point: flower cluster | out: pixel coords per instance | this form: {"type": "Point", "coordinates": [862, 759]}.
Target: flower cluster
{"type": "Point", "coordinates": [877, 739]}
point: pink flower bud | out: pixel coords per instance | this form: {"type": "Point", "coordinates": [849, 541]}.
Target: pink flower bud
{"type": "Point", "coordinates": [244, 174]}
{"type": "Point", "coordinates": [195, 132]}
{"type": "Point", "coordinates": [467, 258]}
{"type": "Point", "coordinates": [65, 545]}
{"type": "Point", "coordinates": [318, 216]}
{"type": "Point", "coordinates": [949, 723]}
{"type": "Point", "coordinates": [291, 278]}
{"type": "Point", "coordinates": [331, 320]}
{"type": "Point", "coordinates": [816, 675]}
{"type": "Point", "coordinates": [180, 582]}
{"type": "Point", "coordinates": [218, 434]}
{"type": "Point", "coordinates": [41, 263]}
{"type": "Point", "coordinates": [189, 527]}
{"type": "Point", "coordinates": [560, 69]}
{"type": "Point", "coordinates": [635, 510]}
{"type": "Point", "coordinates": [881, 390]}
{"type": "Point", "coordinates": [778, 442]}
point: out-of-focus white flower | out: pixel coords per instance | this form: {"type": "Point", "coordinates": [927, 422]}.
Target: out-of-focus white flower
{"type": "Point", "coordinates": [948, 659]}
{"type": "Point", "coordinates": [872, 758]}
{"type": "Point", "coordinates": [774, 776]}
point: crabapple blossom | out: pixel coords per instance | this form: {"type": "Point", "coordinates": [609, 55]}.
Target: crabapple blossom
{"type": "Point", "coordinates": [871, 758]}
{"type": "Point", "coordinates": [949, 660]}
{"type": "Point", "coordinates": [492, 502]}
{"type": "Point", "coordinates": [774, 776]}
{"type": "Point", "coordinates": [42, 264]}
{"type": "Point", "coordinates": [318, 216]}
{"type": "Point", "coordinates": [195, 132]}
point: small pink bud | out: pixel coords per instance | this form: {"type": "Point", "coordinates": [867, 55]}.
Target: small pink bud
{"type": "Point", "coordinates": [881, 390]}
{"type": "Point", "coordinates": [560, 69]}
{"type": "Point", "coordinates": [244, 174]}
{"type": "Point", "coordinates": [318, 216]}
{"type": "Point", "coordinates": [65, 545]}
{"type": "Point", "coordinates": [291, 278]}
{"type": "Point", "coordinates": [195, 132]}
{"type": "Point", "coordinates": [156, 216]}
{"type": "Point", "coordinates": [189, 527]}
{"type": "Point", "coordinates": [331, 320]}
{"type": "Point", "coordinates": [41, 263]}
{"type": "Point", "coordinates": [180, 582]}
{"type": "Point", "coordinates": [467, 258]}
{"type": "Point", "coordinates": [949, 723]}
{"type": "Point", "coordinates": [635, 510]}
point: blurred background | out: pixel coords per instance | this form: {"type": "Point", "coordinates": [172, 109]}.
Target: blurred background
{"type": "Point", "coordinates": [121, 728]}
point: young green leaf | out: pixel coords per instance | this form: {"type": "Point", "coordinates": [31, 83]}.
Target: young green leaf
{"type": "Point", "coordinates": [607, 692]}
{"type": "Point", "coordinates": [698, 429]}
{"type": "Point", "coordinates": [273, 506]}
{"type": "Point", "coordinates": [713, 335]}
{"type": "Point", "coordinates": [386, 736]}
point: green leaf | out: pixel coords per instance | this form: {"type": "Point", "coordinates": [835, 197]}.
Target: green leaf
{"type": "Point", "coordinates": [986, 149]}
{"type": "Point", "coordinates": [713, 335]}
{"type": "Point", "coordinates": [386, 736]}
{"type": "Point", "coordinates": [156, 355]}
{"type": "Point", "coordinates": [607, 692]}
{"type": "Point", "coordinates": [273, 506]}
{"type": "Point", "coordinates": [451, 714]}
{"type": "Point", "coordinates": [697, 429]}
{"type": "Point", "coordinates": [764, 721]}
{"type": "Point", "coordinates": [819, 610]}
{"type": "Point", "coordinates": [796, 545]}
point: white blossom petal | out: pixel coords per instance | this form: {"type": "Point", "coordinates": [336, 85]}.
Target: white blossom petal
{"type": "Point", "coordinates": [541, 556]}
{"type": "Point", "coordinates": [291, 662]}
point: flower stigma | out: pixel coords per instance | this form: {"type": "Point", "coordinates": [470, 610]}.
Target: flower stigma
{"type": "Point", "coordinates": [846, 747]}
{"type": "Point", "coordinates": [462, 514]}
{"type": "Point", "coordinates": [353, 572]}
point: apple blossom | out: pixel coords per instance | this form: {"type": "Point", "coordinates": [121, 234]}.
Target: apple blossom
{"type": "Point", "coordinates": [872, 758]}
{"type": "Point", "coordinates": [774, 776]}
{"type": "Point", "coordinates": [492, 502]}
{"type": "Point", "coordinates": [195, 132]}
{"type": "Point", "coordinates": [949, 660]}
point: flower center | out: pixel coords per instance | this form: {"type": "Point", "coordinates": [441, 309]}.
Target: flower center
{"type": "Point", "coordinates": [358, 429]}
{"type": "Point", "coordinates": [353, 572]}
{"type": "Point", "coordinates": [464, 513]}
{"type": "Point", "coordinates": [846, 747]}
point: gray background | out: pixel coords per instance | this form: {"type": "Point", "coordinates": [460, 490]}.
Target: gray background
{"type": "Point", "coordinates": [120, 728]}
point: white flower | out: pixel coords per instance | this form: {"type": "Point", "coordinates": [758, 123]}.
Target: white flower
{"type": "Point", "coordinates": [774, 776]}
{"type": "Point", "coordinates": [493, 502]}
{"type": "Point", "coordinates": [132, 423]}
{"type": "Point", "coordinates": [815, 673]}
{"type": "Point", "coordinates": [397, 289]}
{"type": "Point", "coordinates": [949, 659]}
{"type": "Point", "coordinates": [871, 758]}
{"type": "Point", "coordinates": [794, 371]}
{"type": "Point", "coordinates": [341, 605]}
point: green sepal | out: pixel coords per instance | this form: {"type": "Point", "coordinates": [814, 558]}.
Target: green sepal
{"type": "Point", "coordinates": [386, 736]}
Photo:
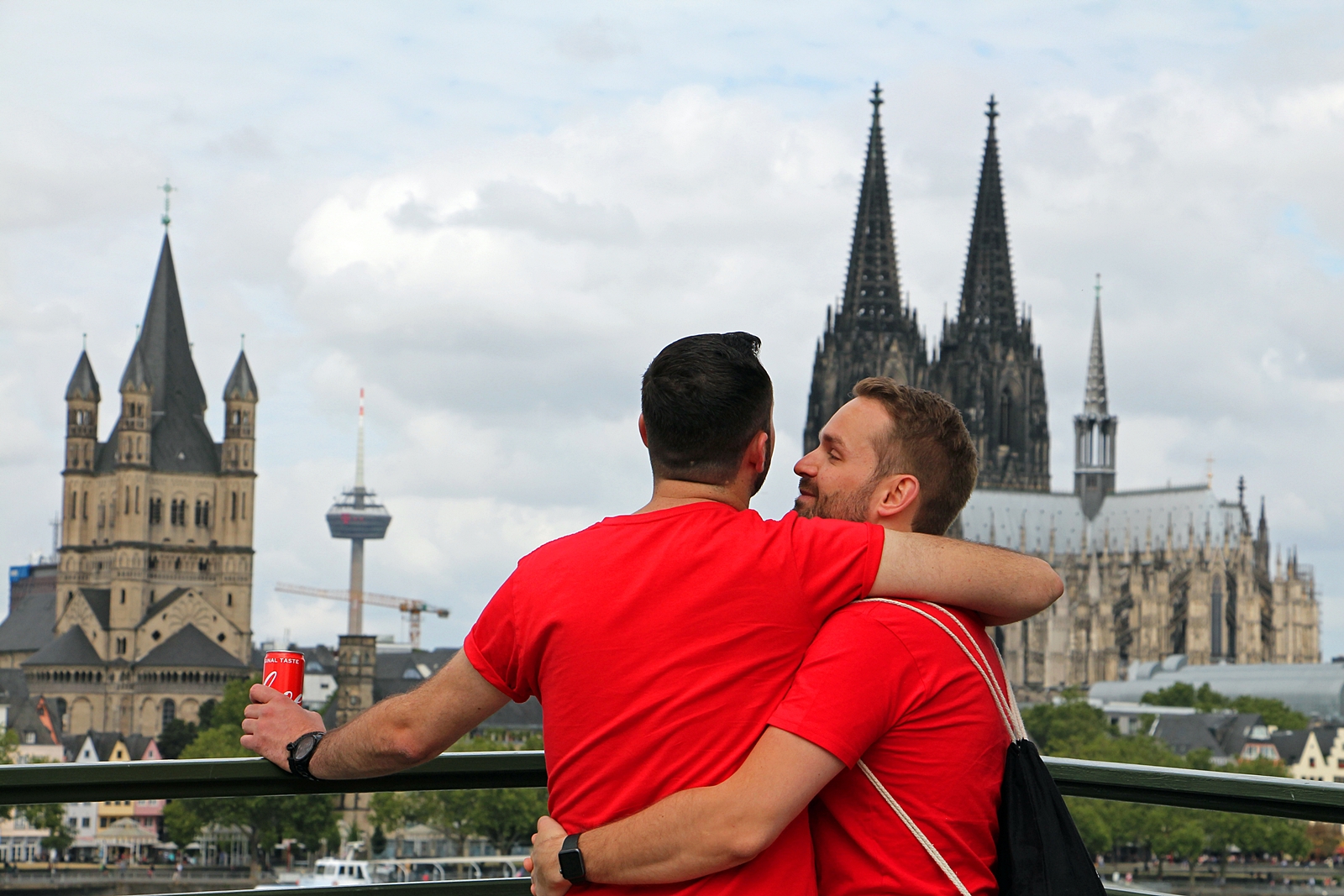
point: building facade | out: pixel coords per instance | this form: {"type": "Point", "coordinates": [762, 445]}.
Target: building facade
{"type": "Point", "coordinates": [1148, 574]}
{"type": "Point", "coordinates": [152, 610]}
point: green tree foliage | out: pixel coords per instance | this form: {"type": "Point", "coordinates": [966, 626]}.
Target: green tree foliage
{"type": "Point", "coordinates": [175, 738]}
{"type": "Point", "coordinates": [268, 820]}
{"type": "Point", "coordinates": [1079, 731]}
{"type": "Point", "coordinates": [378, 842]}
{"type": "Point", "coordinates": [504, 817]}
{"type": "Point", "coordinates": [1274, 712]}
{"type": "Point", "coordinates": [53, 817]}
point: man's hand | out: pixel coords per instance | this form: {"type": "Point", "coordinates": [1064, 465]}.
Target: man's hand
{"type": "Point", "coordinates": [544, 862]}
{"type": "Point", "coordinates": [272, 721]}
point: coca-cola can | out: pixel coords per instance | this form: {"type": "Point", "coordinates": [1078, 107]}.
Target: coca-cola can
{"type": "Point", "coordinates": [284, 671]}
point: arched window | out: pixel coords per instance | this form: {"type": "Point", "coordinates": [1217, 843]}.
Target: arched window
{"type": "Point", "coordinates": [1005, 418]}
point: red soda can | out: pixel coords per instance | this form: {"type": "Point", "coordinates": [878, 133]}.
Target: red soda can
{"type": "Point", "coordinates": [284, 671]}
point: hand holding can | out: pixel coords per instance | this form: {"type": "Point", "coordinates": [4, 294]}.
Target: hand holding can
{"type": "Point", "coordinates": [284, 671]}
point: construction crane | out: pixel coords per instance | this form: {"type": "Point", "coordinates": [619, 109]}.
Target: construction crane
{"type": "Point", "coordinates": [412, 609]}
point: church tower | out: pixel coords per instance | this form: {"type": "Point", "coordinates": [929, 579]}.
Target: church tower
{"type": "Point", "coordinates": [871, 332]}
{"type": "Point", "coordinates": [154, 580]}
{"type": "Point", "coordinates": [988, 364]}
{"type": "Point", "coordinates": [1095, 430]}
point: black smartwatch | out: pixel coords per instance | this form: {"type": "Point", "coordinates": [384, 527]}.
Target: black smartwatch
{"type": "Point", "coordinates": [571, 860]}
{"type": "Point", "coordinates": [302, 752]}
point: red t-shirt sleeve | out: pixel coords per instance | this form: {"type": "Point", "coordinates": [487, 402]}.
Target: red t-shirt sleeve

AIM OF THE EXERCISE: Extract, please, the lines from the start of the entries above through the one with "point: pink flower", both included, reproducing each exactly and adding nothing.

TASK SOLUTION:
point: flower cluster | out: pixel coords per instance | this form: {"type": "Point", "coordinates": [862, 759]}.
Target: flower cluster
{"type": "Point", "coordinates": [877, 739]}
point: pink flower bud | out: pixel coords per instance | this form: {"type": "Point", "coordinates": [849, 541]}.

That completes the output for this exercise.